-- start Exercise data --

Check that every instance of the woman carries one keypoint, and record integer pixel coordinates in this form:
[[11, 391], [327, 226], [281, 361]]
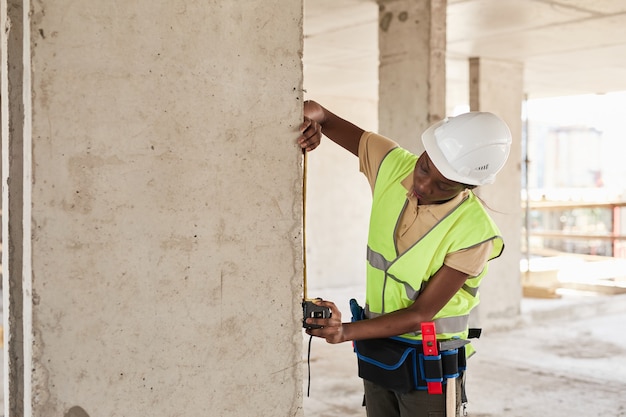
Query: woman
[[429, 243]]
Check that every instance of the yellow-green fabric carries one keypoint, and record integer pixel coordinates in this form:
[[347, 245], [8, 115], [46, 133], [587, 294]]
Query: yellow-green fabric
[[394, 280]]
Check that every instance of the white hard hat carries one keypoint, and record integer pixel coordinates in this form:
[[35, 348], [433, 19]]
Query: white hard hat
[[470, 148]]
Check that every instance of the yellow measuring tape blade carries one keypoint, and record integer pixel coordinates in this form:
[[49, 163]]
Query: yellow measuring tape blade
[[304, 170]]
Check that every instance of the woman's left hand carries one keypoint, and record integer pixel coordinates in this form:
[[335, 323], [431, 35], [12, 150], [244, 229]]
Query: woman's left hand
[[332, 328]]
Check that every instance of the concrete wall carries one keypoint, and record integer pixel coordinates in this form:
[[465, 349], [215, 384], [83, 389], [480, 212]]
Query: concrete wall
[[162, 261], [497, 86]]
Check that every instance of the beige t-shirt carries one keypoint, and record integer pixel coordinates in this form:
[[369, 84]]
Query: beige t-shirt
[[416, 220]]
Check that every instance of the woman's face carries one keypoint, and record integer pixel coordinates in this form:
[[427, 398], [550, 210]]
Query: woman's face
[[429, 186]]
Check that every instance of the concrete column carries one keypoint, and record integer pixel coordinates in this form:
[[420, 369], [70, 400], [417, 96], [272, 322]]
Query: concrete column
[[162, 261], [412, 76], [497, 86], [12, 111]]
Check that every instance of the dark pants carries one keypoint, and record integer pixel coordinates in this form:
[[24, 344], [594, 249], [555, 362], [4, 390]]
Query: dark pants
[[380, 402]]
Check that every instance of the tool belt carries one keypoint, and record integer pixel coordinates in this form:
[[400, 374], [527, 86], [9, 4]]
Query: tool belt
[[400, 365]]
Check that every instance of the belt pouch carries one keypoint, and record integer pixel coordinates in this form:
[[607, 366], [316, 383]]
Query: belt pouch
[[450, 362], [389, 363]]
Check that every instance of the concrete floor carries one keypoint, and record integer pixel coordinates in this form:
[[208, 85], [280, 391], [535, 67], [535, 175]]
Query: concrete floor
[[567, 358]]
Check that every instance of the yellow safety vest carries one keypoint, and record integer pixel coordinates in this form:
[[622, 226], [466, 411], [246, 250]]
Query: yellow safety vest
[[394, 280]]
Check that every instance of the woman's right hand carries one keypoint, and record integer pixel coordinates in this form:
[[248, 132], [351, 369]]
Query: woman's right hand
[[311, 134]]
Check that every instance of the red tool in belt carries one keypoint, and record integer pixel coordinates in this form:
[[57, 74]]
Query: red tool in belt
[[429, 341]]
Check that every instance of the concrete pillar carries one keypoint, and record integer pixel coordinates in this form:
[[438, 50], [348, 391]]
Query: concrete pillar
[[12, 110], [162, 209], [497, 86], [412, 76]]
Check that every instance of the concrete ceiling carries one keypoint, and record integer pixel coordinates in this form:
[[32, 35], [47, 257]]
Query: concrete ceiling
[[567, 47]]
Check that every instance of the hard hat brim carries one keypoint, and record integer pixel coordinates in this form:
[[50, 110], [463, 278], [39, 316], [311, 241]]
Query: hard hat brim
[[429, 141]]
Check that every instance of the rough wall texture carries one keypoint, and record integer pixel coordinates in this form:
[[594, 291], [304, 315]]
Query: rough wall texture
[[497, 86], [166, 208]]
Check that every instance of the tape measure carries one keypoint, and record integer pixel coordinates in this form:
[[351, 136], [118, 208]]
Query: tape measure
[[304, 171]]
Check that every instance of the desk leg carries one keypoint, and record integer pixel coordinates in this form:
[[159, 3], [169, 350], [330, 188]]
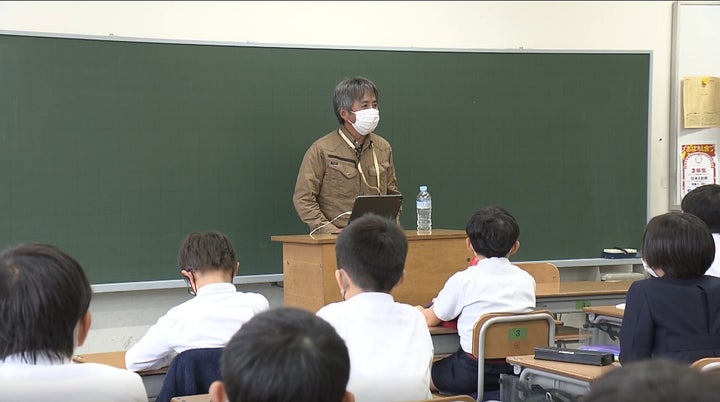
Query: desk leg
[[549, 380]]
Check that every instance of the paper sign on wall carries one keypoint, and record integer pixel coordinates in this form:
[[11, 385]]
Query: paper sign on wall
[[701, 102], [698, 166]]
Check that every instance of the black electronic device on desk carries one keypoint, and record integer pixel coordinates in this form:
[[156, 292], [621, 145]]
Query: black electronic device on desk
[[574, 356], [619, 252]]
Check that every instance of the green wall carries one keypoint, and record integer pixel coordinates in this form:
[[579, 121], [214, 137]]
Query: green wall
[[115, 150]]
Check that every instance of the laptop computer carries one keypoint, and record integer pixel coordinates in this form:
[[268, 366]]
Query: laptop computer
[[383, 205]]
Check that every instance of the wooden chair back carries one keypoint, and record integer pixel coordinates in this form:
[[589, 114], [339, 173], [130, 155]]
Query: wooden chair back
[[498, 335], [543, 272]]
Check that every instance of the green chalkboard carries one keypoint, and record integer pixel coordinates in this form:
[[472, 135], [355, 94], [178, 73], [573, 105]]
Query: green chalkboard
[[114, 150]]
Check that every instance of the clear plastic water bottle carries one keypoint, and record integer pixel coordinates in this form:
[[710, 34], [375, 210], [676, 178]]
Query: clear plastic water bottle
[[424, 211]]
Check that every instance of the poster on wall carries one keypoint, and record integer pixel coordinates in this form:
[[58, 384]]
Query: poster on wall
[[698, 166], [701, 102]]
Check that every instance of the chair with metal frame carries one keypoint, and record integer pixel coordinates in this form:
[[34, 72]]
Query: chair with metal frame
[[499, 335], [546, 272]]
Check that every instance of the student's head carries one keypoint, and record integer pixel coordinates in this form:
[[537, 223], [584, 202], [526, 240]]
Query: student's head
[[282, 355], [679, 244], [704, 202], [493, 232], [352, 90], [207, 253], [372, 251], [654, 380], [44, 301]]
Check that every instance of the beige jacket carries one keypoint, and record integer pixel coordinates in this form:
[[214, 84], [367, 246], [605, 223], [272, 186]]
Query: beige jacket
[[329, 180]]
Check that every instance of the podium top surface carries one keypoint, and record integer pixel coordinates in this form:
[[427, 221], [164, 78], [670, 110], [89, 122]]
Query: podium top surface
[[331, 238]]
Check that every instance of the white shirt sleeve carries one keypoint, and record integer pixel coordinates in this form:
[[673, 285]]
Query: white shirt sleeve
[[449, 302], [153, 350]]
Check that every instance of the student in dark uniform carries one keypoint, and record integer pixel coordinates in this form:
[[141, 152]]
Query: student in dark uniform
[[676, 313]]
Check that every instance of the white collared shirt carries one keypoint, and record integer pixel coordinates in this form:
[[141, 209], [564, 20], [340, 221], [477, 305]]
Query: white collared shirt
[[389, 345], [208, 320], [494, 285], [62, 380]]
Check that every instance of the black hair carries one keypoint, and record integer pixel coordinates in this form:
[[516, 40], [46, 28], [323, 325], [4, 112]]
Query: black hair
[[202, 251], [286, 355], [372, 250], [678, 243], [704, 202], [350, 90], [654, 380], [43, 295], [492, 232]]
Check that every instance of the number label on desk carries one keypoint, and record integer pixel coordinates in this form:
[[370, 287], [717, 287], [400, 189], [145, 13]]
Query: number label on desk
[[580, 304], [516, 334]]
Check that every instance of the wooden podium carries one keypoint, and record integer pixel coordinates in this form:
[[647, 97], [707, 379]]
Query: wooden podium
[[309, 266]]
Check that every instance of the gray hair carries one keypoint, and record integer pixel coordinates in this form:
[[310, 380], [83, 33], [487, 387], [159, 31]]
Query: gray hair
[[350, 90]]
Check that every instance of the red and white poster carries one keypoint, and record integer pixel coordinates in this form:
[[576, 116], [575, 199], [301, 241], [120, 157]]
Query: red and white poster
[[698, 166]]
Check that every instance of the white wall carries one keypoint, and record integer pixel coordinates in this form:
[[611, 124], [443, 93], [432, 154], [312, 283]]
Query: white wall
[[562, 25]]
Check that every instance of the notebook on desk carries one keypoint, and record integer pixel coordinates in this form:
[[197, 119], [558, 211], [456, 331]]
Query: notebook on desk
[[383, 205]]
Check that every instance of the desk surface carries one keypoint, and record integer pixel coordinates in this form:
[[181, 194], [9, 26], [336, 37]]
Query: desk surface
[[115, 359], [192, 398], [410, 234], [584, 372], [582, 288], [608, 311]]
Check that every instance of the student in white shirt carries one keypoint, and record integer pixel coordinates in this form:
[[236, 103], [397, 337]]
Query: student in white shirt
[[207, 261], [389, 343], [704, 202], [284, 354], [492, 285], [44, 299]]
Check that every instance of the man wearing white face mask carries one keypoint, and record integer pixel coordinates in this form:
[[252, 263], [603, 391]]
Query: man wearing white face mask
[[349, 161]]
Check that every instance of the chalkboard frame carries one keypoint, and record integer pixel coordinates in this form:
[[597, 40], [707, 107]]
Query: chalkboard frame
[[408, 180]]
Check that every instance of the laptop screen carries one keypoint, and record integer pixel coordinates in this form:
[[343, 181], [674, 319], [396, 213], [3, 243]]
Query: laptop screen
[[383, 205]]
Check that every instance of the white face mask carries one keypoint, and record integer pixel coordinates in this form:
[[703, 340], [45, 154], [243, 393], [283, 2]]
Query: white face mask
[[366, 121], [649, 270]]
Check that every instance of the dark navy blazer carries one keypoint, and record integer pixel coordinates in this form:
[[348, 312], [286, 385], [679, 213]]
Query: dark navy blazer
[[673, 318], [191, 373]]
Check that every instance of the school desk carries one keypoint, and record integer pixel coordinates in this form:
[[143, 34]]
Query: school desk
[[309, 267], [192, 398], [604, 320], [572, 297], [152, 379], [571, 377]]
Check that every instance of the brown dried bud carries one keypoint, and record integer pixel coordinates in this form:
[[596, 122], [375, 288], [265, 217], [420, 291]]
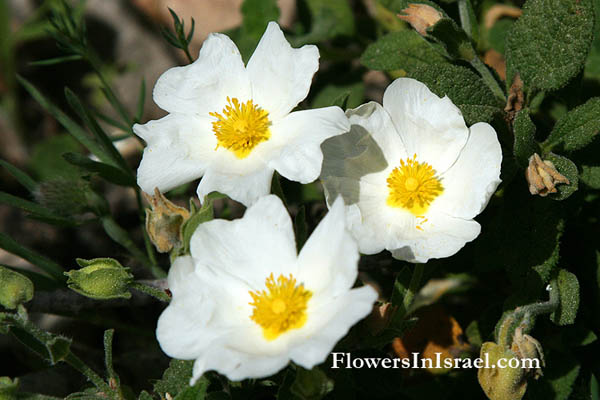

-- end Exercise data --

Objective =
Copy everything from the line containing "Check that every instance of the school" down to the end of the material, substituting "wooden desk" for "school desk" and leaving all else unchanged. Leave the pictures out of the answer.

Task output =
Check that every instance of the wooden desk carries one keypoint, and record integer pixel coordinates in this form:
[[143, 34]]
Query: wooden desk
[[309, 267], [192, 398], [604, 320], [572, 297], [152, 379], [571, 377]]
Check that every instance of the brown dried bud carries one keypoint, and record integer pixel coordinates in this form:
[[596, 122], [375, 288], [265, 217], [420, 291]]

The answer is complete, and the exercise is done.